- [PROBLEM TO WORK ON] Copy out the lines below without any changes, everything from the one containing "Circle any chair backrest in the image." down to the one containing "[[128, 72, 392, 107], [288, 137, 500, 164]]", with both of those lines included.

DATA FOR THIS TASK start

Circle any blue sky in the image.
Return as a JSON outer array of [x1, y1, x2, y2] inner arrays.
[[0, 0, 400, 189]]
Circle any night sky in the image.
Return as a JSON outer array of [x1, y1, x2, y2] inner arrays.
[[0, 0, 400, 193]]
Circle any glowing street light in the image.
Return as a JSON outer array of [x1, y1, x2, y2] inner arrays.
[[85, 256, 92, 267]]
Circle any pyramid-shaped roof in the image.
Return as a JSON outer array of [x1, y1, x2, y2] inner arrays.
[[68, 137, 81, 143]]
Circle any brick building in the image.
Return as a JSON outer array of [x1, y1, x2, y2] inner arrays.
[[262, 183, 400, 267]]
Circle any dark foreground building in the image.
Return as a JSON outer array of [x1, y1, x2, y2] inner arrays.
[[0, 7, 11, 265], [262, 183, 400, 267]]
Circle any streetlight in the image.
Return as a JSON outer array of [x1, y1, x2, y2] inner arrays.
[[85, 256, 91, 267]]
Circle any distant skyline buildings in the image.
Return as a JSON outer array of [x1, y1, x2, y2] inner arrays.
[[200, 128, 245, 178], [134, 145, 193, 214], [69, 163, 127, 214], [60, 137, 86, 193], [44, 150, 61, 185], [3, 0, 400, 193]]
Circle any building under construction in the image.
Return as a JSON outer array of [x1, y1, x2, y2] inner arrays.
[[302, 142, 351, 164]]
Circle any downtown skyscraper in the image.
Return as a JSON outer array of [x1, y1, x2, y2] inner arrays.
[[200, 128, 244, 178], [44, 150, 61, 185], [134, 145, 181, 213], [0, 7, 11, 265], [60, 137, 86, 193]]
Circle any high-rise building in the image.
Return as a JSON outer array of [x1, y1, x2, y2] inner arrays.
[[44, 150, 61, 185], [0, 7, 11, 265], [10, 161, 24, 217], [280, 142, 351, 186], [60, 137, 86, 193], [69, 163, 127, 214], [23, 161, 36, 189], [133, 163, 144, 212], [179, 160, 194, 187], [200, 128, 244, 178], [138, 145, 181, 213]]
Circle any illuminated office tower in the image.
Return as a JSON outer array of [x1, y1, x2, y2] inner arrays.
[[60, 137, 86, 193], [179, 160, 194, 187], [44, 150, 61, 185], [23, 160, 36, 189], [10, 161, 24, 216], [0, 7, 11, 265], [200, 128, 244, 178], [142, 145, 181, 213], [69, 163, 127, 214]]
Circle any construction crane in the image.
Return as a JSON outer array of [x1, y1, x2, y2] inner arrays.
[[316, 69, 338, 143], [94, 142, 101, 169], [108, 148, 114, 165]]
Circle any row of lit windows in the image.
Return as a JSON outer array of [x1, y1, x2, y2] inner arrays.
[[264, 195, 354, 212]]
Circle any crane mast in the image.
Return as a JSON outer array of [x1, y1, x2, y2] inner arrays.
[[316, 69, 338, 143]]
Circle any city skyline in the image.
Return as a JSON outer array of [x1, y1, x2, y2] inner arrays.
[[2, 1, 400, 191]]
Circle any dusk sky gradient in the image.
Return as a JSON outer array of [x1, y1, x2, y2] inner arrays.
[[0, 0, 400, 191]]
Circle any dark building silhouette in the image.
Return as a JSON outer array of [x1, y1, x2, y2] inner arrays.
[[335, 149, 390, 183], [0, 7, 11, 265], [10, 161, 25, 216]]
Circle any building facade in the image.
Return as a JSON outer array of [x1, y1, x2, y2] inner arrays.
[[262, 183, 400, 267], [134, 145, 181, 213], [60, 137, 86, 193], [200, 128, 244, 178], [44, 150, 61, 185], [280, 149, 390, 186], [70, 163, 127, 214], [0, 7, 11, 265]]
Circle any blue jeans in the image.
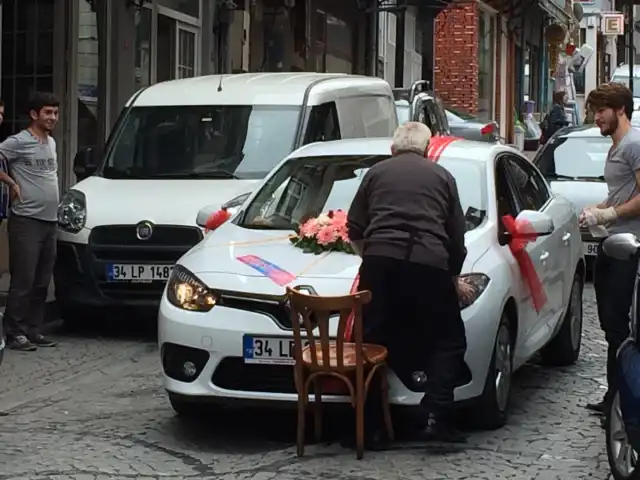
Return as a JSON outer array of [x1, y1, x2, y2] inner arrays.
[[593, 248, 638, 400]]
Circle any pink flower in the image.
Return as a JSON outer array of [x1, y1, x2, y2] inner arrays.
[[300, 218, 320, 237], [316, 225, 338, 245]]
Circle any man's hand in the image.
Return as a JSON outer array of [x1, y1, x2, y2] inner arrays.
[[9, 183, 22, 202], [580, 207, 618, 228], [454, 277, 475, 301]]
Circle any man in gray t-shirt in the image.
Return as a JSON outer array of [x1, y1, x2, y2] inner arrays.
[[0, 93, 59, 351], [580, 83, 640, 414]]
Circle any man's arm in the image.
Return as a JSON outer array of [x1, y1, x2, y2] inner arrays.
[[347, 172, 369, 257], [445, 177, 467, 276], [616, 142, 640, 218]]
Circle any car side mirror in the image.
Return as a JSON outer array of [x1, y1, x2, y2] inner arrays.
[[73, 147, 97, 181], [514, 210, 555, 238], [602, 233, 640, 260]]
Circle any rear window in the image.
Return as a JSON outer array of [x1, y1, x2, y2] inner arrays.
[[536, 137, 612, 179]]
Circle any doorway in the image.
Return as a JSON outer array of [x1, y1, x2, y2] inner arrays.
[[156, 14, 198, 82]]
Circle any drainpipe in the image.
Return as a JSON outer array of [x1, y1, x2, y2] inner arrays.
[[394, 0, 407, 88]]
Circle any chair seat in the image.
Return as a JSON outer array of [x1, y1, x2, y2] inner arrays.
[[302, 342, 387, 368]]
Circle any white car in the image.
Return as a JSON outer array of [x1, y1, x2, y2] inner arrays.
[[158, 139, 585, 428]]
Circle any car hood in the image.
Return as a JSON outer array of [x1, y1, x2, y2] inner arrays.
[[550, 180, 607, 215], [178, 223, 491, 295], [73, 177, 259, 229]]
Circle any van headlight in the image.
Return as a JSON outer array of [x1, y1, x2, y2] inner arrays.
[[458, 273, 489, 310], [167, 265, 218, 312], [58, 190, 87, 233]]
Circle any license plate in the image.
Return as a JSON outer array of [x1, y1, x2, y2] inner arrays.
[[107, 264, 173, 282], [582, 242, 600, 256], [242, 335, 308, 365]]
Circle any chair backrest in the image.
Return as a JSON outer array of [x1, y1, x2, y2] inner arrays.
[[287, 287, 371, 371]]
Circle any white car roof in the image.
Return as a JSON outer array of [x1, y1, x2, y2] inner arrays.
[[128, 72, 392, 107], [288, 137, 500, 164]]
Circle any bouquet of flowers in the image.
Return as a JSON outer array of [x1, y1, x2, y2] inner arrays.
[[289, 210, 355, 255]]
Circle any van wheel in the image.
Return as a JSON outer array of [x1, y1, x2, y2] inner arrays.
[[468, 312, 514, 430], [540, 272, 584, 367]]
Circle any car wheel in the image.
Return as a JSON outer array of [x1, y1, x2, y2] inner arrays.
[[540, 273, 584, 367], [605, 393, 640, 480], [469, 313, 514, 430]]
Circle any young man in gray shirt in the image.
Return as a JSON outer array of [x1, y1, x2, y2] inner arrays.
[[0, 93, 60, 351], [580, 83, 640, 414]]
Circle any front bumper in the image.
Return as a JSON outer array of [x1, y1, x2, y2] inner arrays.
[[54, 225, 202, 309], [158, 290, 500, 406]]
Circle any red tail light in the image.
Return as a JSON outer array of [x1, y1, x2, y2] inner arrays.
[[480, 123, 495, 135]]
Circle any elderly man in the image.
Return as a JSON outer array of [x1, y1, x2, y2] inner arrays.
[[348, 122, 471, 449]]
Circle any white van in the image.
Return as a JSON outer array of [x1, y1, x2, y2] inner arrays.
[[54, 73, 397, 322]]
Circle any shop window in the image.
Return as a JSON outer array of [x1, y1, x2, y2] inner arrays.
[[158, 0, 200, 18], [478, 9, 496, 120]]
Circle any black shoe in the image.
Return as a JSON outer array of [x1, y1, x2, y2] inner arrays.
[[7, 335, 38, 352], [584, 400, 607, 415], [419, 414, 467, 443], [29, 333, 58, 348], [340, 430, 389, 452]]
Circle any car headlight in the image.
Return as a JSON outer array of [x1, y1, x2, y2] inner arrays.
[[458, 273, 489, 310], [167, 265, 218, 312], [58, 190, 87, 233], [222, 192, 251, 215]]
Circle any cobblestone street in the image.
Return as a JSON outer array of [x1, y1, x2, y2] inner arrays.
[[0, 285, 608, 480]]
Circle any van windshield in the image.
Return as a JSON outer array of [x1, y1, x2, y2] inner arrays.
[[101, 105, 300, 179]]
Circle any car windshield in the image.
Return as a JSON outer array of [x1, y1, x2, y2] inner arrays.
[[240, 155, 487, 230], [536, 137, 612, 179], [396, 100, 410, 125], [101, 105, 300, 179], [611, 74, 640, 93]]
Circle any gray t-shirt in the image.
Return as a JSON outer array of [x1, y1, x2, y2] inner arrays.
[[0, 130, 60, 222], [604, 128, 640, 237]]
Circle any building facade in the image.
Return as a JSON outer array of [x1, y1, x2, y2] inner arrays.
[[434, 0, 575, 141]]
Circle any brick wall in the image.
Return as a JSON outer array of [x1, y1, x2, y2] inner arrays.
[[434, 0, 478, 114]]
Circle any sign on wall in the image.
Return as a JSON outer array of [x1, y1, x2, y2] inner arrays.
[[600, 13, 624, 35]]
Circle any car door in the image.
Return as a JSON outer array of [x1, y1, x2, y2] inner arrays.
[[495, 154, 540, 356], [507, 154, 571, 334]]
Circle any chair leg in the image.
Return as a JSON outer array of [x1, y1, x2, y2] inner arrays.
[[313, 378, 322, 442], [377, 368, 395, 441], [356, 392, 364, 460], [296, 381, 306, 457]]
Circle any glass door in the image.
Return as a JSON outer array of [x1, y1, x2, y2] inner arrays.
[[175, 23, 198, 78]]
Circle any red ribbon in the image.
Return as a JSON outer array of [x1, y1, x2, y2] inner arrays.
[[502, 215, 547, 313], [204, 208, 231, 232], [344, 273, 360, 342]]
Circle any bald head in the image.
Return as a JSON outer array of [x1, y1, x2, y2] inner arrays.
[[391, 122, 431, 156]]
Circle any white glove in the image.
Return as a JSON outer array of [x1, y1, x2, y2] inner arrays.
[[580, 207, 618, 227]]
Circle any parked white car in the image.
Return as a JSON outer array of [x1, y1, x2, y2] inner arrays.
[[158, 139, 585, 428]]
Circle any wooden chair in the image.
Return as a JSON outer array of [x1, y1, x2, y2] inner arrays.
[[287, 287, 394, 460]]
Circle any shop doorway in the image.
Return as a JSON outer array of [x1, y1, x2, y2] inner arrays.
[[156, 14, 198, 82], [0, 0, 55, 140]]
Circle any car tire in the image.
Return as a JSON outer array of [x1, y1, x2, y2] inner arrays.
[[605, 393, 640, 480], [468, 312, 515, 430], [540, 272, 584, 367]]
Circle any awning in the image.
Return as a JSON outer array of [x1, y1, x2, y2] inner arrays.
[[540, 0, 574, 25]]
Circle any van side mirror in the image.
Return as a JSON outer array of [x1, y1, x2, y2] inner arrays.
[[73, 147, 98, 181]]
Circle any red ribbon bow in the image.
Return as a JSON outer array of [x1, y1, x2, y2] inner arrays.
[[204, 208, 231, 232], [502, 215, 547, 313]]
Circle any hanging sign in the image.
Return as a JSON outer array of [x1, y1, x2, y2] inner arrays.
[[600, 13, 624, 36]]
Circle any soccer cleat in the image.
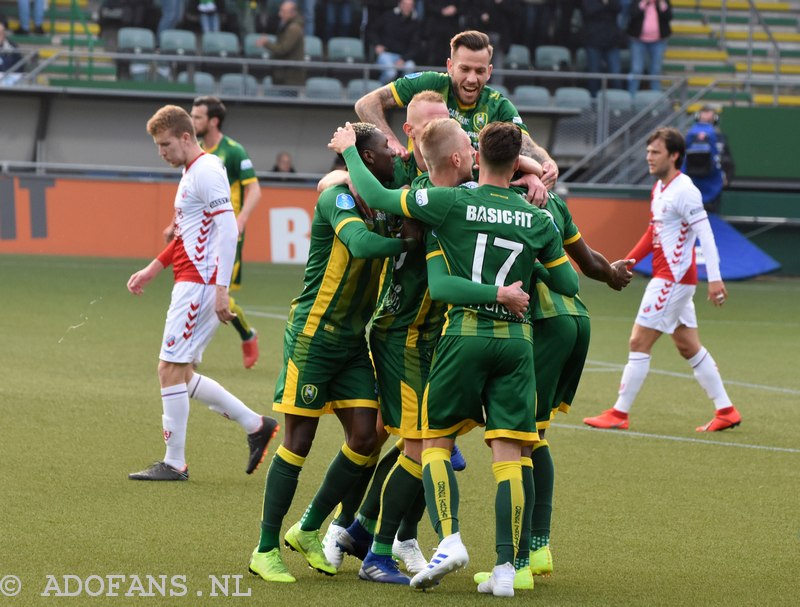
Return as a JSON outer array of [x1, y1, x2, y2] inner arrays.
[[322, 523, 345, 571], [583, 408, 628, 430], [450, 443, 467, 472], [696, 406, 742, 432], [128, 462, 189, 481], [472, 567, 533, 590], [249, 546, 297, 583], [531, 546, 553, 575], [392, 538, 428, 573], [411, 533, 466, 590], [283, 523, 336, 575], [242, 329, 258, 369], [336, 521, 372, 561], [358, 550, 411, 586], [478, 563, 516, 596], [245, 416, 281, 474]]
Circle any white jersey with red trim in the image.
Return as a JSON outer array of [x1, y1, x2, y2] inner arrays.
[[172, 153, 233, 284], [650, 173, 716, 285]]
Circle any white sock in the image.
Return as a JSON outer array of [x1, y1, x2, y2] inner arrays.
[[189, 373, 261, 434], [614, 352, 650, 413], [688, 346, 733, 410], [161, 384, 189, 470]]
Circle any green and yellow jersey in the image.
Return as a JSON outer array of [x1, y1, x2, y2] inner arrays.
[[389, 72, 529, 150], [206, 136, 257, 215], [532, 192, 589, 320]]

DATA FOR THIS TASK end

- [FINAL ANSWER]
Circle any chair backrest in the image.
Return as a JSON outer array of [x1, y1, x2, y2] inner arrays.
[[287, 287, 371, 371]]
Circle any white car roof in the image.
Return as a JSON outer array of [x1, y1, x2, y2] inner arrays.
[[128, 72, 392, 107], [288, 137, 500, 164]]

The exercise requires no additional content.